*Problem 1:*
Answer these questions using the Bristol-Myers Squibb passage:
(a) Which company will Jeremy Levin take over?
(b) What condition does Avapro fight?
(c) What beta does the passage give for BMY?
*Problem 2:* Extend the Bristol-Myers Squibb passage by writing the next part, picking up after its final sentence.

*Document passage:*

● ● ● ●

Bristol-Myers Squibb Company (NYSE:BMY) stock has done quite well recently, although the company is losing one of its key executives. Jeremy Levin, the man behind Bristol-Myers Squibb’s “string of pearls” strategy for acquisitions will be taking over the reins at Teva Pharmaceuticals (NYSE:TEVA). That means Lamberto Andreotti and Elliott Sigal, Bristol-Myers Squibb’s CEO and Chief Scientific Officer respectively, will take over the business development job for the time being. Andreotti and Sigal should be able to do a fine job, but investors are also worried about some patent expirations that Bristol-Myers Squibb is about to experience. Patents for Plavix, which is a blood-thinning drug, and Avapro, which fights high blood pressure, are both set to expire in 2012. As described here though, Bristol-Myers Squibb has some good ideas for combating the pending expirations. Acquisitions, licensing, and new drugs that are coming out soon should help tremendously. Important competitors for Bristol-Myers Squibb include AstraZeneca (NYSE:AZN), Merck (NYSE:MRK), and Roche (OTCQX:RHHBY). Bristol-Myers Squibb has fairly high price to earnings and price to sales ratios compared to those stocks, caused in part by its strong margins. Those numbers are 73.41% gross and 33.04% operating. Investors should note that BMY is a pretty defensive stock – its beta is 0.47.

● ● ● ●

*Dataset:*
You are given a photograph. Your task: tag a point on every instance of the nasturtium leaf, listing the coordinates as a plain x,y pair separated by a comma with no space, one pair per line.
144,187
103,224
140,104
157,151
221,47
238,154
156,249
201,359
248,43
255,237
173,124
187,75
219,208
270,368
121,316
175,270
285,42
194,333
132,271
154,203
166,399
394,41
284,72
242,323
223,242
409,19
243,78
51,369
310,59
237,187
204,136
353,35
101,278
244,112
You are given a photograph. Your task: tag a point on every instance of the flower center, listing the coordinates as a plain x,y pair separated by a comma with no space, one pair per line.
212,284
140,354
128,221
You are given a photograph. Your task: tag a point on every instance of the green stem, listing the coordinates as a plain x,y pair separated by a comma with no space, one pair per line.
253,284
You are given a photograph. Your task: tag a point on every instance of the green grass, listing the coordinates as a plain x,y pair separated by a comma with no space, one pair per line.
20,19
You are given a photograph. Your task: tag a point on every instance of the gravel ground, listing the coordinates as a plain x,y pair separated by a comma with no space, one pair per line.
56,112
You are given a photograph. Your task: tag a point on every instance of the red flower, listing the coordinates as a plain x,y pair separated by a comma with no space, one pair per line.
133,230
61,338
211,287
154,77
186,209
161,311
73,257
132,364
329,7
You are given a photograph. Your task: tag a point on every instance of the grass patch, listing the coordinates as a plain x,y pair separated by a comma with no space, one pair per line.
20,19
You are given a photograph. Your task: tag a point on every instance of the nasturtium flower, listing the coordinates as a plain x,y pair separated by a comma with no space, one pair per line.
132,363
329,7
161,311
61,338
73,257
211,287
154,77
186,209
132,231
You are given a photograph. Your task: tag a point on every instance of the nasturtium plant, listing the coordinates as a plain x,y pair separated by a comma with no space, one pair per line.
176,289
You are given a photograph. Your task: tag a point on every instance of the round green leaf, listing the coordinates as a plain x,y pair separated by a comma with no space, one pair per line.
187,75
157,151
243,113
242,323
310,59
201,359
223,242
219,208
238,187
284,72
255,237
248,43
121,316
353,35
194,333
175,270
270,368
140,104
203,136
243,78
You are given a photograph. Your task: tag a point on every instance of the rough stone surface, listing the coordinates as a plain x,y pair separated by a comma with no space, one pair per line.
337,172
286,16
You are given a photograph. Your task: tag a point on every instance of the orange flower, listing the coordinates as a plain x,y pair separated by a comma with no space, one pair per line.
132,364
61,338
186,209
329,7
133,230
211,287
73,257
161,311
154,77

● ● ● ●

*Written response 1:*
(a) Teva Pharmaceuticals
(b) High blood pressure
(c) 0.47

*Written response 2:*
Comcast Corporation (NASDAQ:CMCSA) has been pretty flat over the past few months, but the company’s having a good deal of success with its sports broadcasting. The Versus channel is now the NBC Sports Channel, and the 2012 Olympics should get that network off to a great start. Additionally, the NFL game between the New York Giants and the Dallas Cowboys, which was broadcast on the regular NBC channel, got terrific ratings this past Sunday. In fact, it was the best ratings for Sunday Night Football in the six-year period that NBC has held those rights. Comcast has also decided to stream the Super Bowl to smartphones and tablets that download the free NFL Mobile app. With the Super Bowl being televised on NBC this year, Comcast had the power to make history with this decision, and it figures to be a wise one. After all, smartphone and tablet users will still have to watch the commercials that make the Super Bowl so lucrative for Comcast in the first place. Important competitors for Comcast include DIRECTV (DTV) and Dish Network (NASDAQ:DISH). Those stocks have lower price to earnings, price/earnings to growth, and price to sales ratios, as many investors doubt satellite’s ability to compete with cable in the future.
Disclosure: I have no positions in any stocks mentioned, and no plans to initiate any positions within the next 72 hours.